# start of Text shown

Scotland

The Myth of the Wizard of West Bow by M J Steel Collins

The story of Major Thomas Weir, known also as the Wizard of West Bow or the De’il of West Bow, is one of Scotland’s most famous supernatural legends. Strip back the sensationalist tales of ghostly satanic parties, and what you have is a tragic story of insanity and sexual abuse that surely has to be one of the biggest miscarriages of justice in Scottish history. However, it is a story that needs to be told in order to break down the mythology that obscures the injustice, something all too common with Scotland’s mythical witch trials. What follows comes with a trigger warning.

Major Thomas Weir was a strict Covenanter and Presbyterian. He was born around about 1599 or 1600 in Carluke, Lanarkshire. His parents were the Laird of Kirkton, also called Thomas Weir, and Lady Jean Somerville. It is rumoured that his mother was clairvoyant. Major Weir had quite a colourful career in the anti-Royalist Scots army; he served as a Lieutenant in Ulster during the 1641 Irish Rebellion, and in 1643, was a signatory on the Solemn League and Covenant. This was a treaty between the English Parliament (at the time amidst the thralls of Oliver Cromwell), and Scotland, promising to protect reformed religion, i.e. Presbyterianism, in Scotland and to reform religion in England and Ireland, which were distinctly not Presbyterian.

# end of Text shown

- **Written problem A**: Reproduce word for word the part of the passage on Major Thomas Weir starting at "The Myth of" and ending at "a trigger warning.".
- **Written problem B**: According to the passage on Major Thomas Weir, where was he born?
The rows that come next are separate material, apart from the passage on Major Thomas Weir.

# start of Data records

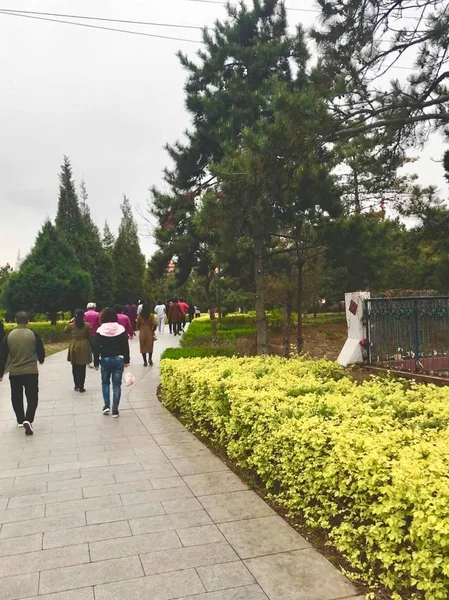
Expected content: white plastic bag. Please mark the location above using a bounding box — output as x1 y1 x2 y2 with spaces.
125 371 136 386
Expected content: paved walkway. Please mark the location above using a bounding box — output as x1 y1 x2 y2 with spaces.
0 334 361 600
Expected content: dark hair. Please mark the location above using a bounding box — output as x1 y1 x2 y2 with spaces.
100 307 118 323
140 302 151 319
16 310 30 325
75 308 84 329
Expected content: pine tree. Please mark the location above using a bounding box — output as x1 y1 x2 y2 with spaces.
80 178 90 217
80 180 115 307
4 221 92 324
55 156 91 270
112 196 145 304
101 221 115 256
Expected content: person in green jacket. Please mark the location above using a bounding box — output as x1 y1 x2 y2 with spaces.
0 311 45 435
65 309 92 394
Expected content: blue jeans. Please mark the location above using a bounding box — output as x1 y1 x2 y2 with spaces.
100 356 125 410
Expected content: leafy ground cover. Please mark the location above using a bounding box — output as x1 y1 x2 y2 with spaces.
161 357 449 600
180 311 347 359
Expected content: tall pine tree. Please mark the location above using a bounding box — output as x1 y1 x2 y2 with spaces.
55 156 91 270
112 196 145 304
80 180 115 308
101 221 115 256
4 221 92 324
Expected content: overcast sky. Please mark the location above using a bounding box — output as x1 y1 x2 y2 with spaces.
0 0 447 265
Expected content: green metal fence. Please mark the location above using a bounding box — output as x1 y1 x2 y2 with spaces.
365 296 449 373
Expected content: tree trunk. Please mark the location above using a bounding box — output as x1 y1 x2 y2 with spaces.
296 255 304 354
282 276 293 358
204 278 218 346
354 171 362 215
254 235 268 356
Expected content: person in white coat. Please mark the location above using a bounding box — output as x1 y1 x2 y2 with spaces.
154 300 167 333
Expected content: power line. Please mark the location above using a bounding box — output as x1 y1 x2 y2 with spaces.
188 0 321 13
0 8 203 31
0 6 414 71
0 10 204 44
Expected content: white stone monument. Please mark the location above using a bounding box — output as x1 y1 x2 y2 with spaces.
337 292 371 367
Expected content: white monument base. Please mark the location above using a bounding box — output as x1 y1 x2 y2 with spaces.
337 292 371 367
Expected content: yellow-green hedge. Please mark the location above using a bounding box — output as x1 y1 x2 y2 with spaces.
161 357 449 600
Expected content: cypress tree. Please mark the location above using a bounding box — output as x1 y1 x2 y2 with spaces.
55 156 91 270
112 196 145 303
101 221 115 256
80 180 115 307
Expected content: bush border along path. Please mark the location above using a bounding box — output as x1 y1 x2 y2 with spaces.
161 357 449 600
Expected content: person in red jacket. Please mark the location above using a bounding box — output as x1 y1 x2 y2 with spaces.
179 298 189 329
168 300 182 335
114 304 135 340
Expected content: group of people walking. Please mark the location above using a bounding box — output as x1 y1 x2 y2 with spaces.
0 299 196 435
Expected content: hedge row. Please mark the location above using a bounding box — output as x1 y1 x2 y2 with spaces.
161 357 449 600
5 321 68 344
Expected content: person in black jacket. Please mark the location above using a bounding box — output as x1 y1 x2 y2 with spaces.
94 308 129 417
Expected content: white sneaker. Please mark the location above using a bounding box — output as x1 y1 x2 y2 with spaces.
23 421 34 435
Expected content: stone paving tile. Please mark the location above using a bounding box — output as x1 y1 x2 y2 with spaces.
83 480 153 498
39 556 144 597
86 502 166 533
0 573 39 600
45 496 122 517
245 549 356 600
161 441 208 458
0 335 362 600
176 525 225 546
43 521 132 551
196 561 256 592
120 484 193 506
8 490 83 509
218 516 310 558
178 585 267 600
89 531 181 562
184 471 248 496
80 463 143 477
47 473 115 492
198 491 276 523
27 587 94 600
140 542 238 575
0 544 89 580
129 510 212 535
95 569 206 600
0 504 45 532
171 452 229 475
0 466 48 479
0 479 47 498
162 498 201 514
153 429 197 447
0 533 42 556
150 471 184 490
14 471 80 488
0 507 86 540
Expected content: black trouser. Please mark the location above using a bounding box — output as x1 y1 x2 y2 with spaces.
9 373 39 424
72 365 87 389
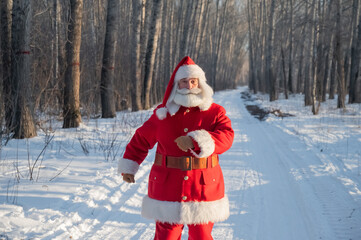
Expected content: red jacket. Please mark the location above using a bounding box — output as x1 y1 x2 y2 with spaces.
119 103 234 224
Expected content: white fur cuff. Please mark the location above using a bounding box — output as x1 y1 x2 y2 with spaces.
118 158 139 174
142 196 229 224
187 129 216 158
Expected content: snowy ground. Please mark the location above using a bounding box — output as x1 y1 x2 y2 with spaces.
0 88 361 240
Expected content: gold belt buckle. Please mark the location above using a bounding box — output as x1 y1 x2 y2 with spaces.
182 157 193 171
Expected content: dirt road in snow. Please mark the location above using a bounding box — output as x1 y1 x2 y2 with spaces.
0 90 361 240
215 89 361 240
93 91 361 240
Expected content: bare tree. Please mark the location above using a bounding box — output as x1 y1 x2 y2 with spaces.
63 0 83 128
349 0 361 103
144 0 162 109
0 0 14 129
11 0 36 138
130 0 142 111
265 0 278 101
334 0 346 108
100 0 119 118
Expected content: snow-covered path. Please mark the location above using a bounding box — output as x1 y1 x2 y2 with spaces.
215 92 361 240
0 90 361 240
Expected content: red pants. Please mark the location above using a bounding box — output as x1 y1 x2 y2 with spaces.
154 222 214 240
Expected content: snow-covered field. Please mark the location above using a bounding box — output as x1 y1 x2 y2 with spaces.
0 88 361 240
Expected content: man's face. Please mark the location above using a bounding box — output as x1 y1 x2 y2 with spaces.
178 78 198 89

# end of Data records

- **Exercise response A**:
The Myth of the Wizard of West Bow by M J Steel Collins

The story of Major Thomas Weir, known also as the Wizard of West Bow or the De’il of West Bow, is one of Scotland’s most famous supernatural legends. Strip back the sensationalist tales of ghostly satanic parties, and what you have is a tragic story of insanity and sexual abuse that surely has to be one of the biggest miscarriages of justice in Scottish history. However, it is a story that needs to be told in order to break down the mythology that obscures the injustice, something all too common with Scotland’s mythical witch trials. What follows comes with a trigger warning.

- **Exercise response B**: Carluke, Lanarkshire.